[Stored data entries]
▼

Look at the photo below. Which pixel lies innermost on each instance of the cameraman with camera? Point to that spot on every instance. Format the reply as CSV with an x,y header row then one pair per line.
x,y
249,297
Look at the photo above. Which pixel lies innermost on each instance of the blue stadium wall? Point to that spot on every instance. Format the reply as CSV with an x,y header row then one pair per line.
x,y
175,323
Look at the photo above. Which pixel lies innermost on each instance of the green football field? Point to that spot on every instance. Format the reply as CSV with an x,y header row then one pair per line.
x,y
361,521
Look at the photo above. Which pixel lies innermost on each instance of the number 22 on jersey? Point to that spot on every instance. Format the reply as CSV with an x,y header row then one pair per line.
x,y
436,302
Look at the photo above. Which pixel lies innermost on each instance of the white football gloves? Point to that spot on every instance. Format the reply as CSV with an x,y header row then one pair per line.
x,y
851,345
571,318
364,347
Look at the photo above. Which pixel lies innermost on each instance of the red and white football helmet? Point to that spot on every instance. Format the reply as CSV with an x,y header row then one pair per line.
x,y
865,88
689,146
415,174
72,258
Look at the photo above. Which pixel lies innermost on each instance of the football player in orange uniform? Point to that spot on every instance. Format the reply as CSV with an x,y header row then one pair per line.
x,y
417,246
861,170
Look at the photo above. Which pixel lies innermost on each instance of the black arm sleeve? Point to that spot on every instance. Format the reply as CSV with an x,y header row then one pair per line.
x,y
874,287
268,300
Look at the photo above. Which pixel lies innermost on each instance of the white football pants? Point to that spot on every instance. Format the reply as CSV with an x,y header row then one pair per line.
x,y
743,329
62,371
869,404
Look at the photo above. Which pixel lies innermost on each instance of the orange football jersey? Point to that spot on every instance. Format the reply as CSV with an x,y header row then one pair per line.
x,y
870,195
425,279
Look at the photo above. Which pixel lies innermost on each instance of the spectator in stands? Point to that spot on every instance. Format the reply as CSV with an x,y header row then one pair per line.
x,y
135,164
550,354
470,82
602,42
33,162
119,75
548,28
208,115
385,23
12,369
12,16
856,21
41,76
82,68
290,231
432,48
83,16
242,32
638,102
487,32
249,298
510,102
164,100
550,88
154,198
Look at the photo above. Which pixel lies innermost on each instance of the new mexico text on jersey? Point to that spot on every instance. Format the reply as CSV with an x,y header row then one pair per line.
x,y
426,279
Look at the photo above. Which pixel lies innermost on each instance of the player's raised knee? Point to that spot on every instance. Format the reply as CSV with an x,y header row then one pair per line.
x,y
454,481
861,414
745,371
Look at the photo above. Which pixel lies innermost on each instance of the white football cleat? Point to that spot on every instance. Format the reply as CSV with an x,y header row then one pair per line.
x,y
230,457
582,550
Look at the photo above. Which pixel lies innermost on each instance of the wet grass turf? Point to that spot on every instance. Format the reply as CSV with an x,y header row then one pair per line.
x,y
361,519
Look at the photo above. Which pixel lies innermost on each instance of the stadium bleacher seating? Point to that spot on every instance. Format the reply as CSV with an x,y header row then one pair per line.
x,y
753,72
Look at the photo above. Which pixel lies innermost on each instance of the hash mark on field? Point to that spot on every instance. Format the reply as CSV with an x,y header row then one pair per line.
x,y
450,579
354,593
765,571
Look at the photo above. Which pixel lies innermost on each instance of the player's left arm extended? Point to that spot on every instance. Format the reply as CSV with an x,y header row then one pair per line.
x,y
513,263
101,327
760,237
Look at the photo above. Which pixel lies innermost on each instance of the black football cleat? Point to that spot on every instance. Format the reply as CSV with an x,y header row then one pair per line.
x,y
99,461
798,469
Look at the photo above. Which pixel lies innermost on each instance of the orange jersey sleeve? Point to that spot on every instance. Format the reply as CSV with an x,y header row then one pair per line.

▲

WHAT NEEDS TO BE DONE> Repeat each line above exactly as written.

REPLY TO THE TASK>
Look at the photo below. Which pixel lies innermost on each instance of the cameraman with camera? Point to that spot on every instance. Format the reply as CSV with an x,y header row then one pair per line.
x,y
249,297
Look at the photo above. Which pixel lies innermost on each instance of the blue stadium wall? Point to that spot on every instance. Format the reply as CSV with an x,y header row then one pair per line.
x,y
175,323
Look at the photo above. Which pixel lies innermost on each instance of the green football field? Point to that spot on every instance. Format the reply as CSV with an x,y header row then one pair per line.
x,y
361,521
Look at the photo above. Which pixel lies innermost on each instance of the number 22 on jersey? Point to that spot on every instance. Format the reply as CSV with an x,y header row then one pair per line.
x,y
436,302
Look at the photo above. Which pixel lies innermost on each instance of the white football gloves? Point to that spot on every instance. Format the reply as CSV with an x,y header row then one pair per line.
x,y
851,345
571,318
364,347
Look at the photo above. Which pixel lies innermost on each instance of the red and white football helmet? Point to that spot on every instance. Format the reply as CSV with an x,y header row then one pair per line.
x,y
865,88
689,146
415,174
72,258
Look at the photo above. Which pixel lies innermost on each instance of the football player in orange uniform? Point to that spot on every instance. Format the reply as CSV with an x,y header row then one pair per line.
x,y
417,246
861,170
Look at the photo above. Which pixel lies innermost on each instance of the black arm sleeve? Point to that spot on every instance. Format the reply as CSV with an x,y header row then one pair per line.
x,y
874,287
268,300
Look at the photo above. Which pixel lies innermost on each instance of the white football pants? Point to that spot on every instance. Format the reply as CSV with an x,y header row then one pair per line.
x,y
743,329
62,371
869,404
Look at the photo above. Which pixel lies innermost on each instance of the orange football jersey? Point to that spot on every instance. Format the reply as CSV with an x,y header row then one pair per line.
x,y
870,195
425,279
Look at the photo above. Which pixel lies innermost on each instance of the spectator in stands? Point to that spot on every instance. Format the reply as CSV with an x,y header row then one pair per line.
x,y
135,164
550,354
470,82
602,42
33,162
119,75
548,28
208,115
385,23
12,369
12,16
856,21
41,76
82,68
290,231
432,48
83,16
242,32
638,102
487,32
249,298
510,102
164,100
550,88
154,198
Look at the photo above. Which pixel lies innermost on each instance of the new mexico text on jersey? Point to that spot on every instance. Format the reply as CSV with an x,y header row then one pair per line.
x,y
426,279
Look at the photo above. Which pixel lies innermost on each instance of the player's raised knee? Point to that spot on every instance. Format the reply as CSV with an x,y header row then one pair per line.
x,y
454,481
861,414
745,371
Look at the photo above. Which pixel lies innermost on each instance of the white football cleat? Point to that spot on every instance. Format the reply as CSV with an x,y header row then one pair per line.
x,y
230,457
582,550
Look at the photo above. Which pixel lies innermost on each instance of the wet grass turf? Point to that spot on every instance. Format the reply as CSV with an x,y header row then one pair per line.
x,y
361,519
Look at the photo above. Which pixel lies innermost on each instance of the stadium bleacher seating? Point to that spot on every instance. Format the reply as CSV with an x,y header row then one pair per line.
x,y
753,72
Look at the photo above. Which pixel lies innermost on each instance of the hash mark on field? Point to that spot on every instance. Format the reply as CSV with an x,y header row then one pair per line.
x,y
450,579
354,593
765,571
Look at the photo above. Which pixel lies innermost on each instance of the player's left arm extended? Point to that spot on every instance. Format the reply as CSV with an x,y header row then one pair per line.
x,y
513,263
101,327
760,237
Look at the photo above. Which pixel lies innermost on each instance of the black football cleat? Point to that spot on every instance. Format the reply as CSV with an x,y header row then one pair per line.
x,y
99,461
798,469
Look at the photo above. Which pixel lies innermost on each instance of the orange jersey sleeve? Point to that spot on every instance. Format the reply as CSV with an x,y header row then one pair per line.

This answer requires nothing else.